**What needs to be done**
Turn every line of the records below into a JSON list of strings, one string per line, skipping blank lines.

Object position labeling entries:
* * * * * * *

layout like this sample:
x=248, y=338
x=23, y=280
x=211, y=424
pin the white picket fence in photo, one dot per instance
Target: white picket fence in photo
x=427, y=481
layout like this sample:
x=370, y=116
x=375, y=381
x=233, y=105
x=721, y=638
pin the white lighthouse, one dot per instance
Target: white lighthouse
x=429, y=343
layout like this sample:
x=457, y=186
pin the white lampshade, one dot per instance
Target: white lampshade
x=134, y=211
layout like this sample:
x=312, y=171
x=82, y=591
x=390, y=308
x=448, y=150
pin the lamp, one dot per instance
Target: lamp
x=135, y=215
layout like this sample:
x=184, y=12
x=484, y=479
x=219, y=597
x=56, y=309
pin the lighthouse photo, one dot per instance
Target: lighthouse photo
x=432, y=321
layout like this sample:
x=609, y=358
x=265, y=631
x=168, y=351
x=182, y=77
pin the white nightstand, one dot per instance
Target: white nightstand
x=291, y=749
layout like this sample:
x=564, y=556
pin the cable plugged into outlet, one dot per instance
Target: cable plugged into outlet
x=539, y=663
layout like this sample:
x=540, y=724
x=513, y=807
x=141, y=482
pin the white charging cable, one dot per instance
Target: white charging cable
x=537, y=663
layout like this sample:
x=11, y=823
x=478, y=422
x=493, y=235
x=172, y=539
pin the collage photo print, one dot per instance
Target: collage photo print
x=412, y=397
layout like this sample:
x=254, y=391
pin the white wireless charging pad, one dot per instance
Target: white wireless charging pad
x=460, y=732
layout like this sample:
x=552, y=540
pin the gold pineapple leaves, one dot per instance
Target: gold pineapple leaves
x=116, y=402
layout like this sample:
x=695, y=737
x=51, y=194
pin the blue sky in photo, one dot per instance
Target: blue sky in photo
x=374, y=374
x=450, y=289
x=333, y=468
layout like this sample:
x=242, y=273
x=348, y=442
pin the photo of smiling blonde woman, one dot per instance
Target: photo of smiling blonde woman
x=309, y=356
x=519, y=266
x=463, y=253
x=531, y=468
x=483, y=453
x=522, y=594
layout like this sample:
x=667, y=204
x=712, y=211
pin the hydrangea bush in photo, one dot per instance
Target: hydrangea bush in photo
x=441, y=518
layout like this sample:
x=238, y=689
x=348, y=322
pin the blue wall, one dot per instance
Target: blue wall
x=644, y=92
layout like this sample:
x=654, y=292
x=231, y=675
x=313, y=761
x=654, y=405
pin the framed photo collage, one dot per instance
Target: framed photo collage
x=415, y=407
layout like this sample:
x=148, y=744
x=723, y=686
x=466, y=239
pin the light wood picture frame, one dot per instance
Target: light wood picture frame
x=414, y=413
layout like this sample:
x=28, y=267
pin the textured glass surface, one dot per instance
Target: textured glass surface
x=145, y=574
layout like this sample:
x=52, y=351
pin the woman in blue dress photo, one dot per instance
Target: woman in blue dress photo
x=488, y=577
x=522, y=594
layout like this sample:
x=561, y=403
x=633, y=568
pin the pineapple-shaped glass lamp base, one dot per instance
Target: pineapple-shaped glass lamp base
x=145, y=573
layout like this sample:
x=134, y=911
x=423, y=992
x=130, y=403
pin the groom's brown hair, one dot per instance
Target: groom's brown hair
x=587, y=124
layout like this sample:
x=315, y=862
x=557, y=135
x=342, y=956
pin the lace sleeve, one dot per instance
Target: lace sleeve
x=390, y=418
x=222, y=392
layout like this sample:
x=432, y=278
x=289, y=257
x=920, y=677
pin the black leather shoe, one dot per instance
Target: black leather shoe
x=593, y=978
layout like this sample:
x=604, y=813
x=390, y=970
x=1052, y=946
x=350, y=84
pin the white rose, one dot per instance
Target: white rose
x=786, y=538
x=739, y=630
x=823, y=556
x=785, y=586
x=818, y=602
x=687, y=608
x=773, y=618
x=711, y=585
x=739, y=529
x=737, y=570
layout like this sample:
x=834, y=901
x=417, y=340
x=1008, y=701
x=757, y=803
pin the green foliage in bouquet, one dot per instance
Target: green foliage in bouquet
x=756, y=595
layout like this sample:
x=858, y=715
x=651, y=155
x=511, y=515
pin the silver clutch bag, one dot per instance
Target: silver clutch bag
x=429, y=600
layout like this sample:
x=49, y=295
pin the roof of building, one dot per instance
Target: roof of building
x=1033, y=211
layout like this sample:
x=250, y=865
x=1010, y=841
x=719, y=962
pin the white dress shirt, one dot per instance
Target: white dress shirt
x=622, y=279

* * * * * * *

**Solution to the problem**
[
  "layout like this sample:",
  "x=248, y=338",
  "x=23, y=280",
  "x=211, y=424",
  "pin the white picket fence in photo, one dot per instance",
  "Target: white picket fence in photo",
  "x=427, y=481",
  "layout like this sample:",
  "x=370, y=116",
  "x=375, y=381",
  "x=233, y=105",
  "x=721, y=638",
  "pin the white lighthouse, one dot per instance",
  "Target: white lighthouse",
  "x=429, y=343",
  "layout like this sample:",
  "x=457, y=186",
  "pin the white lampshade, one dot per instance",
  "Target: white lampshade",
  "x=134, y=211",
  "layout like this sample:",
  "x=312, y=171",
  "x=82, y=591",
  "x=390, y=308",
  "x=448, y=150",
  "pin the lamp, one dot per instance",
  "Target: lamp",
  "x=135, y=215",
  "layout like this sample:",
  "x=184, y=12",
  "x=484, y=479",
  "x=219, y=597",
  "x=56, y=309",
  "pin the lighthouse photo, one dot per instance",
  "Target: lighthouse photo",
  "x=432, y=321",
  "layout like this sample:",
  "x=609, y=358",
  "x=265, y=631",
  "x=168, y=351",
  "x=182, y=77",
  "pin the white nightstand, one dot per instance",
  "Target: white nightstand",
  "x=291, y=749",
  "layout like this sample:",
  "x=564, y=556",
  "pin the cable plugged into outlet, one dot per instance",
  "Target: cable plugged into outlet",
  "x=539, y=663",
  "layout like this sample:",
  "x=540, y=724",
  "x=513, y=807",
  "x=141, y=482",
  "pin the white charging cable, one dot per instance",
  "Target: white charging cable",
  "x=537, y=663",
  "layout like this sample:",
  "x=11, y=823",
  "x=478, y=422",
  "x=493, y=235",
  "x=172, y=539",
  "pin the collage photo print, one dot per instance",
  "Target: collage photo print",
  "x=412, y=397",
  "layout like this sample:",
  "x=254, y=391",
  "pin the white wireless charging pad, one dot per instance",
  "Target: white wireless charging pad",
  "x=460, y=732",
  "layout like this sample:",
  "x=552, y=540",
  "pin the gold pineapple leaves, one dot per instance",
  "Target: gold pineapple leaves",
  "x=116, y=402",
  "layout like this sample:",
  "x=695, y=737",
  "x=51, y=194",
  "pin the blue sky in photo, one dot per instance",
  "Target: blue sky in photo",
  "x=374, y=374",
  "x=450, y=289",
  "x=333, y=468",
  "layout like this sample:",
  "x=242, y=273",
  "x=348, y=442",
  "pin the photo of smiling blonde woman, one dot per instance",
  "Target: photo of smiling blonde woman",
  "x=309, y=356",
  "x=519, y=266",
  "x=463, y=253",
  "x=531, y=468",
  "x=483, y=453",
  "x=522, y=594",
  "layout like this sample:",
  "x=667, y=204",
  "x=712, y=211",
  "pin the hydrangea bush in photo, one dot per instance",
  "Target: hydrangea bush in photo",
  "x=441, y=518",
  "layout like this sample:",
  "x=238, y=689",
  "x=348, y=322",
  "pin the blue wall, one dot per instance",
  "Target: blue wall",
  "x=644, y=92",
  "layout like this sample:",
  "x=654, y=292",
  "x=231, y=675",
  "x=313, y=761",
  "x=654, y=405",
  "pin the framed photo collage, one dot per instance",
  "Target: framed photo collage",
  "x=415, y=407",
  "layout like this sample:",
  "x=148, y=744",
  "x=723, y=686",
  "x=466, y=239",
  "pin the light wood picture frame, one dot per instance",
  "Target: light wood picture frame",
  "x=414, y=413",
  "layout like this sample:",
  "x=28, y=267",
  "pin the textured glass surface, one dot per instance",
  "Target: textured glass surface",
  "x=145, y=574",
  "layout like this sample:",
  "x=52, y=351",
  "pin the woman in blue dress photo, one dot per instance",
  "Target: woman in blue dress photo",
  "x=488, y=577",
  "x=522, y=594",
  "layout like this sample:",
  "x=561, y=403",
  "x=633, y=568",
  "pin the pineapple-shaped glass lamp base, one dot per instance",
  "Target: pineapple-shaped glass lamp base",
  "x=145, y=573",
  "layout like this sample:",
  "x=134, y=911",
  "x=423, y=992",
  "x=130, y=403",
  "pin the groom's brown hair, one dot per instance",
  "Target: groom's brown hair",
  "x=587, y=124",
  "layout like this sample:",
  "x=315, y=862",
  "x=557, y=135",
  "x=342, y=956",
  "pin the lace sleeve, one dot per instance",
  "Target: lace sleeve",
  "x=390, y=418",
  "x=222, y=392",
  "layout like this sample:",
  "x=432, y=278",
  "x=289, y=257",
  "x=920, y=677",
  "pin the black leather shoe, one dot per instance",
  "Target: black leather shoe",
  "x=593, y=978",
  "layout like this sample:",
  "x=604, y=813",
  "x=390, y=970",
  "x=1052, y=946",
  "x=350, y=84",
  "pin the white rose, one dot per instance",
  "Target: white rose",
  "x=786, y=538",
  "x=739, y=630",
  "x=823, y=556",
  "x=785, y=586",
  "x=818, y=602",
  "x=687, y=608",
  "x=773, y=618",
  "x=711, y=585",
  "x=739, y=529",
  "x=737, y=570",
  "layout like this sample:",
  "x=834, y=901",
  "x=417, y=340",
  "x=1008, y=701",
  "x=757, y=803",
  "pin the green foliage in bouquet, one dot per instance",
  "Target: green foliage in bouquet",
  "x=756, y=595",
  "layout like this sample:",
  "x=858, y=715",
  "x=651, y=155",
  "x=511, y=515",
  "pin the silver clutch bag, one dot per instance",
  "Target: silver clutch bag",
  "x=429, y=600",
  "layout like this sample:",
  "x=49, y=295",
  "pin the roof of building, one dot per instance",
  "Target: roof of building",
  "x=1033, y=211",
  "layout like this sample:",
  "x=250, y=865",
  "x=1010, y=841",
  "x=719, y=962",
  "pin the white dress shirt, one dot per instance",
  "Target: white dress shirt",
  "x=622, y=279"
]